-- Passage follows --

Source: www.morningstarnews.org
Date: May 8, 2023
Assailants intruded into his home and strangled him.
By Our East Africa Correspondent
Location of Iganga east of Kampala, Uganda. (Map data © 2023 Google)
NAIROBI, Kenya, (Morning Star News) – A former Islamic teacher remains hospitalized after Muslim extremists in eastern Uganda on Tuesday (May 2) beat him unconscious for converting to Christianity, sources said.
Shaquru Ndifuna, 33, was receiving treatment for blood loss at a medical clinic in Iganga town in the district of the same name, area Christians said.
A former Islamic teacher at Noor Islamic Mosque in Mayuge District, Ndifuna is a resident of Kaliro Town Council, about 40 kilometers (25 miles) from Iganga town. He put his faith in Christ in January an open-air evangelistic event in Namutumba, 39 kilometers from Iganga town.
Word of his conversion spread, a cleric at the Noor Islamic Mosque began monitoring his movements, and in April three Islamic leaders visited him at his home, said an area Christian unnamed for security reasons.

-- Passage concluded --
-- Available data follows --

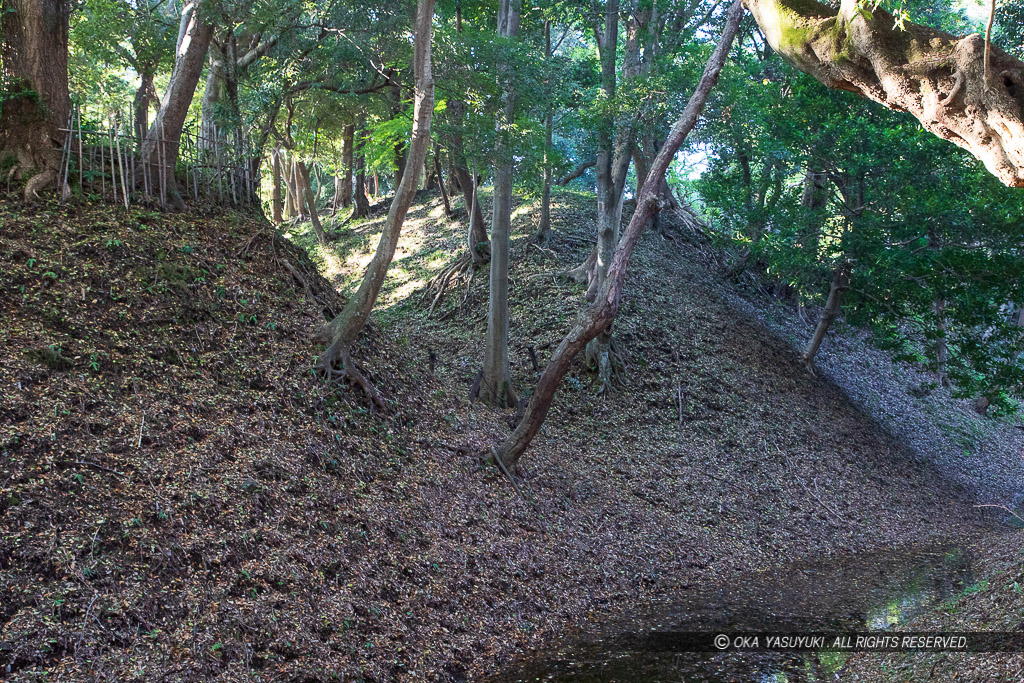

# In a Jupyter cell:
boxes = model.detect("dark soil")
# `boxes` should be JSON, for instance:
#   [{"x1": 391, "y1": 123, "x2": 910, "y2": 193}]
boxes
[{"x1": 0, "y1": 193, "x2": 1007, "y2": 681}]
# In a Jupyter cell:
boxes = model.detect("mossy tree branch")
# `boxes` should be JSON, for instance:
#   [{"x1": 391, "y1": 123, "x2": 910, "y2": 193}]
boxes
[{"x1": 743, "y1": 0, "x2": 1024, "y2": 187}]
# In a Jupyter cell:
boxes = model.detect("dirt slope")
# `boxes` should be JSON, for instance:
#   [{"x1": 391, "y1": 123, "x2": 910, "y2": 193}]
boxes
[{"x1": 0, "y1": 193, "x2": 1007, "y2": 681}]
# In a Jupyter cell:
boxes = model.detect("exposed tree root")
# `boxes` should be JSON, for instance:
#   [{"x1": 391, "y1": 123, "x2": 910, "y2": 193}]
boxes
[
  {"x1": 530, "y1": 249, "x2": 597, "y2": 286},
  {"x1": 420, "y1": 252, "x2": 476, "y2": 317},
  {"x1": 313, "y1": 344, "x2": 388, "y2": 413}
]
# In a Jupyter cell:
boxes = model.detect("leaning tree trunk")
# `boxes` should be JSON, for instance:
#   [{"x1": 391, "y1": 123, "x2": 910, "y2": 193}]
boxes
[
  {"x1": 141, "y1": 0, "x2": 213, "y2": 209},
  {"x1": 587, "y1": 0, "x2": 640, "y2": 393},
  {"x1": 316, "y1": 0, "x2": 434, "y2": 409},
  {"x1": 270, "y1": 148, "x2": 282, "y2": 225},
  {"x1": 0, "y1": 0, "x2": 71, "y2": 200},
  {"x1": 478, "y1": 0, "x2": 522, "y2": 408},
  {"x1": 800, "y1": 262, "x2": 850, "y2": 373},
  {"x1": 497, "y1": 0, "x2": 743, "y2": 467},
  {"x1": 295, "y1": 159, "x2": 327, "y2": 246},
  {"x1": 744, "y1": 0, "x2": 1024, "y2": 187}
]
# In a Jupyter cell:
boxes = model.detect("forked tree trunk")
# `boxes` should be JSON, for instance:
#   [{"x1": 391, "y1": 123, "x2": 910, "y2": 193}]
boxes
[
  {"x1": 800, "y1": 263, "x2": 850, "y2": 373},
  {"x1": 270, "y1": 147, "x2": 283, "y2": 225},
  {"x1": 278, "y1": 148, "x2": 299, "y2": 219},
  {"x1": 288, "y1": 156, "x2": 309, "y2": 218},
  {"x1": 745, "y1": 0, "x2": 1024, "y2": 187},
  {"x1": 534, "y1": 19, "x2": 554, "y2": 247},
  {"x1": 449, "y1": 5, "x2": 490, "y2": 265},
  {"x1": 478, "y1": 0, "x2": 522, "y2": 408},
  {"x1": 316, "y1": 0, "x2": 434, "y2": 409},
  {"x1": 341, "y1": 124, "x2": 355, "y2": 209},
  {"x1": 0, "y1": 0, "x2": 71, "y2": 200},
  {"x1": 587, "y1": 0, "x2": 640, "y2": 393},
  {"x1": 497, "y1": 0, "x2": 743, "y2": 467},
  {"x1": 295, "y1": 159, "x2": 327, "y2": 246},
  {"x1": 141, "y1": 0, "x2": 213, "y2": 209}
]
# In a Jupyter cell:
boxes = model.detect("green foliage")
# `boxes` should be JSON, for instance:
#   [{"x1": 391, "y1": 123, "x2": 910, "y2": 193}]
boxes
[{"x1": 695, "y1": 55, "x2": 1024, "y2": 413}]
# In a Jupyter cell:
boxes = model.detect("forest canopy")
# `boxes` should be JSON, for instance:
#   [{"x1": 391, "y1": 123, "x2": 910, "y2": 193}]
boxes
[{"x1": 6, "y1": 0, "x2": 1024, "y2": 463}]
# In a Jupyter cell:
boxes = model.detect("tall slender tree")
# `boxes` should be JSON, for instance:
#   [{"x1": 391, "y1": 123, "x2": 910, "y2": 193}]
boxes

-- Available data concluded --

Problems and tasks:
1) Answer these questions from the Uganda news report:
(a) How old is Shaquru Ndifuna?
(b) At which mosque did Ndifuna formerly teach, and in what district is it?
(c) How many Islamic leaders visited him at his home in April?
2) Go on with the Uganda news report, starting after its final sentence.
The entries can be disregarded for this exercise.

Answers per task:
1)
(a) He is 33.
(b) He taught at Noor Islamic Mosque in Mayuge District.
(c) Three Islamic leaders visited him.

2)
“They questioned me about my absence as a teacher at Noor Mosque,” Ndifuna told Morning Star News. “I tried to explain to them about my other commitments elsewhere. One of them mentioned about me having become a Christian, but I did not respond. Afterwards the three Muslim leaders left.”
Tuesday evening (May 2) at 7:30 p.m., four Muslims intruded into his house, he said.
“They forcefully entered into the house, shouting about me having blasphemed the Islamic religion and trying to force me to confess that Jesus is not the Son of God, and that Allah is the only God to be worshipped and Muhammad is His prophet,” Ndifuna said. “I refused to renounce Jesus as the Son of God. They started beating me up.”
His wife and three children hid in a bedroom, and his wife telephoned a family friend, saying that the assailants were beating him unconscious and that he had lost a lot of blood, the source said.
“The attackers have left, I think they thought my husband is dead – they did not touch his phone nor any property,” his wife told the friend, according to the source.
The friend drove to their home, took Ndifuna to a nearby medicine shop for first aid and later transferred him to the clinic in Iganga, the source said.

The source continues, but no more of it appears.